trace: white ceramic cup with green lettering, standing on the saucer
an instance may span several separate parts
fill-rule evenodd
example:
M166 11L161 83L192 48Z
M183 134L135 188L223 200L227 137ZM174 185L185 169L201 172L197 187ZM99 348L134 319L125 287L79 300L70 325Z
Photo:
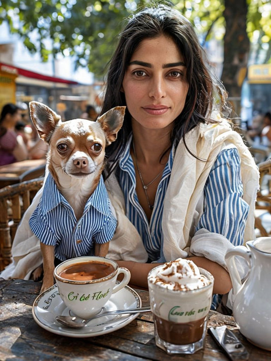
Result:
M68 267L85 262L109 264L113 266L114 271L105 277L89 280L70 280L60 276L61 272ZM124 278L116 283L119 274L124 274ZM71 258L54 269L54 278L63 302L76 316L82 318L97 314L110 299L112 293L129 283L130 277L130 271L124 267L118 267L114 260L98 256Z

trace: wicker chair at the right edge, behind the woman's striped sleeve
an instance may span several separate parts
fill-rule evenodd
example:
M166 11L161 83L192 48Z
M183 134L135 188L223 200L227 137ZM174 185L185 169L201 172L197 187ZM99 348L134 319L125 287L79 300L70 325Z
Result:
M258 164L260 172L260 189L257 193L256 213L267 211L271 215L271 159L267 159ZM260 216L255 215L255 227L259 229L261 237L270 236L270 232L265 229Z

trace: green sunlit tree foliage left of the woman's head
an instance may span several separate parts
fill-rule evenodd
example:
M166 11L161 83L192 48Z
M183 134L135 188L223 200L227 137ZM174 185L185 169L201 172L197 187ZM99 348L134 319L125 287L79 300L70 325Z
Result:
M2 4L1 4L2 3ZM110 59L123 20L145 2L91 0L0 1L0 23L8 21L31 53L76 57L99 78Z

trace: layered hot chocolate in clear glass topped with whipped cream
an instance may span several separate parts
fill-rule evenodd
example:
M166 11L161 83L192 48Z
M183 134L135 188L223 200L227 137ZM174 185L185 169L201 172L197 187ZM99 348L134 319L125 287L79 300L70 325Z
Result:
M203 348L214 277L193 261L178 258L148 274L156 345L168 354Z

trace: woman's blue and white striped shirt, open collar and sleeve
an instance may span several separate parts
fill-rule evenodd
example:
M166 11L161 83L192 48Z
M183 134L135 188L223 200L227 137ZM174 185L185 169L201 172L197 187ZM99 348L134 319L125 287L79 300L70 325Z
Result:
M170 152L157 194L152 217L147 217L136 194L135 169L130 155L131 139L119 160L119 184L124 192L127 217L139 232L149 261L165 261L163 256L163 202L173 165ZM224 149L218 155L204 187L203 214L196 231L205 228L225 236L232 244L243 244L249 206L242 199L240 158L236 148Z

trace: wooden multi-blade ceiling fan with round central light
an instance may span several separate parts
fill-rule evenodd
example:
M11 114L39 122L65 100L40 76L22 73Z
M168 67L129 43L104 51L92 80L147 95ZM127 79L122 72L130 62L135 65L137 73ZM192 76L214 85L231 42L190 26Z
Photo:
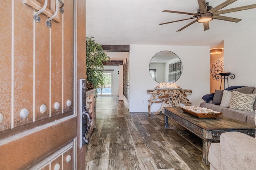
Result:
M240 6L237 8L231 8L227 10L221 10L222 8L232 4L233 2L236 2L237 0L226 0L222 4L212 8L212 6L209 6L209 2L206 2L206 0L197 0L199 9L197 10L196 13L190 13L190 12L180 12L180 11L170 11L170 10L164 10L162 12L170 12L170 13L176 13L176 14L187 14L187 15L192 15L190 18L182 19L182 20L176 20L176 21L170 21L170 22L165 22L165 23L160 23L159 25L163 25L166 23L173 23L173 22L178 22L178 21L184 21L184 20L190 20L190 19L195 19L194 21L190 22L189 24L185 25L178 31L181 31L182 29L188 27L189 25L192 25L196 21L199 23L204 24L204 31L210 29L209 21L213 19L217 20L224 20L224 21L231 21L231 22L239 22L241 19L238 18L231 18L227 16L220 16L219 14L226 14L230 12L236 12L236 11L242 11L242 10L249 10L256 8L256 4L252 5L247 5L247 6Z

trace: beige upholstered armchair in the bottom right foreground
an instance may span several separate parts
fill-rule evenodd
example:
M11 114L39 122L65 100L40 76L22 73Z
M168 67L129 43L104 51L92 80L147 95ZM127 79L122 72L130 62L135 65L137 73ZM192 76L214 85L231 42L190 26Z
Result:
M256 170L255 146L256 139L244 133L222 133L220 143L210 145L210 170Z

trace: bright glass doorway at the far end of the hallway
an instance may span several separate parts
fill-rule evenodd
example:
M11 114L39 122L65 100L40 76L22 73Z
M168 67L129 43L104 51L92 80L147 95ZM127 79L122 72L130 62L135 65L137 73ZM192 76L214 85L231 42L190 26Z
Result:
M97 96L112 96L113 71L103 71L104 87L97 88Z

# Exercise directions
Could you give the listing again exactly, minus its pictures?

# Task output
trace: white ceramic cup with green lettering, standing on the saucer
an instance may span several separate parts
fill-rule evenodd
example:
M166 11L161 83L192 48Z
M183 134L135 188L223 200L227 137ZM174 185L185 169L201 172L197 187ZM99 348L134 319L125 287L79 300L70 325Z
Photo:
Result:
M68 267L85 262L109 264L113 266L114 271L105 277L89 280L70 280L60 276L61 272ZM124 278L116 283L119 274L124 274ZM71 258L54 269L54 278L63 302L76 316L82 318L97 314L110 299L112 293L129 283L130 277L130 271L124 267L118 267L114 260L98 256Z

trace: wicker chair at the right edge, behind the woman's striped sleeve
an instance may span several separate parts
fill-rule evenodd
example:
M166 11L161 83L192 48Z
M183 134L135 188L223 200L227 137ZM174 185L185 169L201 172L197 187ZM99 348L134 319L125 287L79 300L70 325Z
Result:
M258 164L260 172L260 189L257 193L256 213L267 211L271 215L271 159L267 159ZM260 216L255 215L255 227L259 229L261 237L270 236L270 232L265 229Z

trace: green sunlit tree foliage left of the woman's head
an instance may span several separate parts
fill-rule evenodd
example:
M166 11L161 83L192 48Z
M183 134L135 188L223 200L227 137ZM174 185L185 169L201 172L197 187ZM99 348L134 319L125 287L79 300L70 325Z
Result:
M2 4L1 4L2 3ZM110 59L123 20L145 2L91 0L0 1L0 23L8 21L31 53L76 57L99 78Z

trace: layered hot chocolate in clear glass topped with whipped cream
an instance may span several separate parts
fill-rule evenodd
example:
M166 11L161 83L192 48Z
M183 134L135 188L223 200L227 137ZM174 185L185 169L201 172L197 187ZM99 348L134 319L125 287L79 300L70 325Z
Result:
M203 348L214 277L193 261L178 258L148 274L156 345L168 354Z

trace: woman's blue and white striped shirt, open collar and sleeve
an instance may span several separate parts
fill-rule evenodd
example:
M166 11L161 83L192 48Z
M183 134L135 188L223 200L227 137ZM174 185L185 169L201 172L197 187ZM99 348L134 319L125 287L79 300L70 325Z
Result:
M170 152L157 194L152 217L147 217L136 194L135 169L130 155L131 139L119 160L119 184L124 192L127 217L139 232L149 261L165 261L163 256L163 202L173 165ZM224 149L218 155L204 187L203 214L196 231L205 228L225 236L232 244L243 244L249 206L242 199L240 158L236 148Z

trace: wooden multi-blade ceiling fan with round central light
an instance may span several separate parts
fill-rule evenodd
example:
M11 114L39 122L65 100L40 76L22 73Z
M168 67L129 43L104 51L92 80L147 95ZM127 79L122 72L130 62L135 65L137 73ZM192 76L214 85L231 42L190 26Z
Photo:
Result:
M240 6L237 8L231 8L227 10L221 10L222 8L232 4L233 2L236 2L237 0L226 0L222 4L212 8L212 6L209 6L209 2L206 2L206 0L197 0L199 9L197 10L196 13L190 13L190 12L180 12L180 11L170 11L170 10L164 10L162 12L170 12L170 13L176 13L176 14L187 14L187 15L192 15L190 18L182 19L182 20L176 20L176 21L170 21L170 22L165 22L165 23L160 23L159 25L163 25L166 23L173 23L173 22L178 22L178 21L184 21L184 20L190 20L190 19L195 19L194 21L190 22L189 24L185 25L178 31L181 31L182 29L188 27L189 25L192 25L196 21L199 23L204 24L204 31L210 29L209 21L213 19L217 20L224 20L224 21L231 21L231 22L239 22L241 19L238 18L231 18L227 16L220 16L219 14L226 14L230 12L236 12L236 11L242 11L242 10L249 10L256 8L256 4L252 5L247 5L247 6Z

trace: beige upholstered armchair in the bottom right foreground
an instance may span several separate parts
fill-rule evenodd
example:
M11 114L39 122L65 100L40 76L22 73Z
M168 67L129 43L104 51L92 80L147 95ZM127 79L122 72L130 62L135 65L137 73ZM192 76L214 85L231 42L190 26Z
Result:
M256 170L255 146L256 139L244 133L222 133L220 143L210 145L210 170Z

trace: bright glass doorway at the far end of the hallway
an instance may span several separate parts
fill-rule evenodd
example:
M11 114L39 122L65 100L40 76L22 73Z
M168 67L129 43L104 51L92 80L147 95ZM127 79L122 72L130 62L135 65L137 73ZM192 76L214 85L231 42L190 26Z
Result:
M97 96L112 96L113 71L103 71L104 87L97 88Z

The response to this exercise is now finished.